MAKE IT ALL

Generating a PDF with GitHub Actions

Leveraging Pandoc to generate a high-quality PDF from Markdown source files.

A GitHub workflow YAML file with steps to utilize Pandoc.

!! For those looking for the technical solution I came to, my entire workflow yaml file can be found at the end, along with a link to the file in GitHub in case of any changes. !!

Use Case

In the post before this one, I talked a bit about my process and reasoning in migrating my notes on my current game design project to GitHub. This comes with a variety of benefits, one of which led me down a rabbit hole that, admittedly, shaved a few years off my life.

One of the main problems I foresaw with my migrating all my game notes to GitHub is that sharing the whole game with folks would be a cumbersome. It's easy enough for me to link people my repo, but the repo is a complex tree of markdown files that is difficult to parse through. I like to have my writing fairly silo'd, with each mechanic having its own markdown file. This just helps me mentally separate out the logical pieces, as well as making it easier to see changes in the git diff viewer. There is no logical "beginning" for where to begin reading; of course, I could put a note to that effect in the README and direct readers' eyes towards the relevant directories, but that is a lot to ask of someone already being very generous investing time in reading a draft of a game. So, I resolved to make that process easier by finding a way to join all of my various markdown files into a single PDF, via an automated process in a GitHub action.

Failed Attempts

This turned out to be a 2 days-long problem, with many a failed endeavor. I think I landed somewhere in the realm of 100 unique commits, just trying to find the right magic spell to get the action to do what I wanted. But, we try and try again, and I'm happy to say I found a solution that I'm really happy with.

For those who might find this post in their attempts in the future, however, I'll just mention the couple of GitHub actions that I tried to use, but ultimately gave up on.

Markdown-to-PDF

This was a promising lead because other GitHub actions linked to it after being deprecated. It also supports styling with CSS, which was a big deal for me (more on that later).

If I'm remembering correctly, my big issue with this option was that I couldn't specify an ordering to the markdown files; the only options were path-to-specific-file or path-to-directory-with-files. For my project, I really need my pdf to join the markdown files in a specific sequence, or mechanics and explanations of rules could wind up mixed in with other non-relevant information, leading to confusion. And, thus I moved on to find another tool.

Publish-Markdown-As-PDF

This is one of the actions that linked to Markdown-to-PDF. Right away, I noticed that the sources argument available in this action gave a list of individual document sources. Along with a number of other features, this action seemed to allow the specification of an order in which to stitch the inputs, awesome!

The problem for this action was, unfortunately, that it had a lot of trouble recognizing the sources I specified!

A meme of Captain Picard from Star Trek facepalming.

To be honest, this was mostly my fault, as I've been naming my directories and files with spaces included (I like the way it looks 🤷). This action didn't seem to understand what I wanted to include, regardless of quotes or formatting. So, we move on again.

Solution: Pandoc

Enter the tool that makes this all possible. Pandoc is super powerful command-line tool that can convert files between a huge list of supported file types. I mean, just look at this visualizer of the possible permutations they have on their website:

A large node-graph showing all of the possible conversions available in Pandoc.

EXCERPTED DATA:
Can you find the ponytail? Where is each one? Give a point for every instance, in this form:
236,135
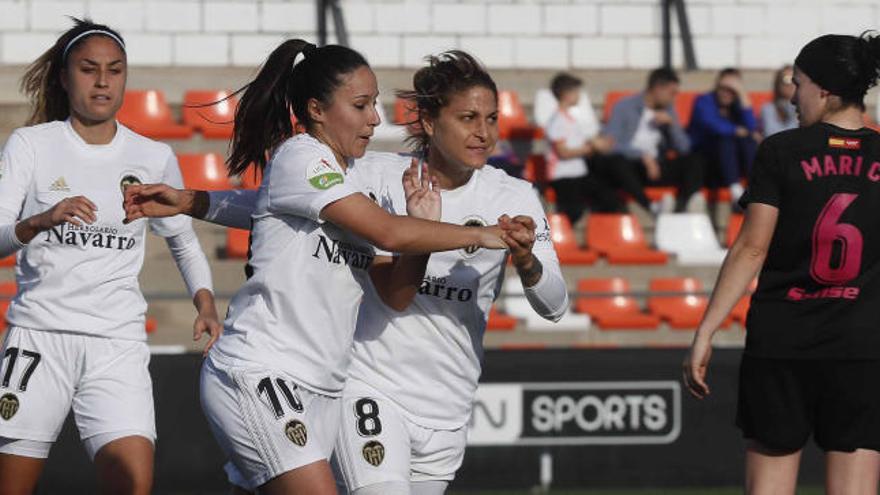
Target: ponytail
284,86
41,82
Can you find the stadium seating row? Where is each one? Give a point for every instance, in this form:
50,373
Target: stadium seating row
609,302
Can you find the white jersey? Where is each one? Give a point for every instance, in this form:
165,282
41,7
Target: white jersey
297,310
82,279
427,357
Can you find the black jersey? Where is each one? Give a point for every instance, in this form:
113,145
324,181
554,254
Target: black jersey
818,293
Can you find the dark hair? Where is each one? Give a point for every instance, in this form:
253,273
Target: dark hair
663,75
447,74
262,118
859,58
42,80
563,82
729,71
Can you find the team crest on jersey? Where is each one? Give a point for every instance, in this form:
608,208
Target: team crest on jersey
296,432
374,453
128,179
8,406
60,184
323,176
472,221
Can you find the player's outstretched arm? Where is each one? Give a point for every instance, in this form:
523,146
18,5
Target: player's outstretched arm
740,267
544,286
232,208
397,278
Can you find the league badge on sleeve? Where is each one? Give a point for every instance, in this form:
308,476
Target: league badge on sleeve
323,176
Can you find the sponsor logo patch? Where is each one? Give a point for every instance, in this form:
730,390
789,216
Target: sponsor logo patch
296,432
128,180
845,143
8,406
323,176
374,453
60,184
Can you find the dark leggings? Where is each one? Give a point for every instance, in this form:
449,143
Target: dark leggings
685,172
572,195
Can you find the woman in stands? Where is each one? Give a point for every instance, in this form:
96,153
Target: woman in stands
416,359
271,387
77,337
812,353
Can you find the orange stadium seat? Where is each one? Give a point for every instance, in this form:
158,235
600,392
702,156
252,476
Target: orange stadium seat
679,311
146,112
620,238
251,178
734,224
204,171
567,248
611,99
237,241
759,98
684,106
500,321
619,311
7,290
4,305
535,169
210,112
512,121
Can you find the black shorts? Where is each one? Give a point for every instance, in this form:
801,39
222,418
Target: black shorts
783,401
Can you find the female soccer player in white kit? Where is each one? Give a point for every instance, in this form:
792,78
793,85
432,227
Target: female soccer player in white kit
271,385
416,359
77,335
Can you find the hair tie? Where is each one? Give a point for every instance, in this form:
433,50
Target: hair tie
90,32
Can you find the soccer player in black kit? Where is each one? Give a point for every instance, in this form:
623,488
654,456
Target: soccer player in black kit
812,358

SET EXERCISE 1: Return the passage of the post on generating a PDF with GitHub Actions from "Generating a PDF" up to and including "any changes. !!", copied without change.
SET EXERCISE 2: Decide whether each statement agrees with the post on generating a PDF with GitHub Actions, answering yes or no and quoting the words of the post that settle it: (a) The Markdown-to-PDF action supports styling with CSS. (b) The author names directories and files without spaces. (c) Finding a working solution took about a week.

TASK ANSWER 1:
Generating a PDF with GitHub Actions

Leveraging Pandoc to generate a high-quality PDF from Markdown source files.

A GitHub workflow YAML file with steps to utilize Pandoc.

!! For those looking for the technical solution I came to, my entire workflow yaml file can be found at the end, along with a link to the file in GitHub in case of any changes. !!

TASK ANSWER 2:
(a) Yes: "It also supports styling with CSS"
(b) No: "I've been naming my directories and files with spaces included"
(c) No: "This turned out to be a 2 days-long problem"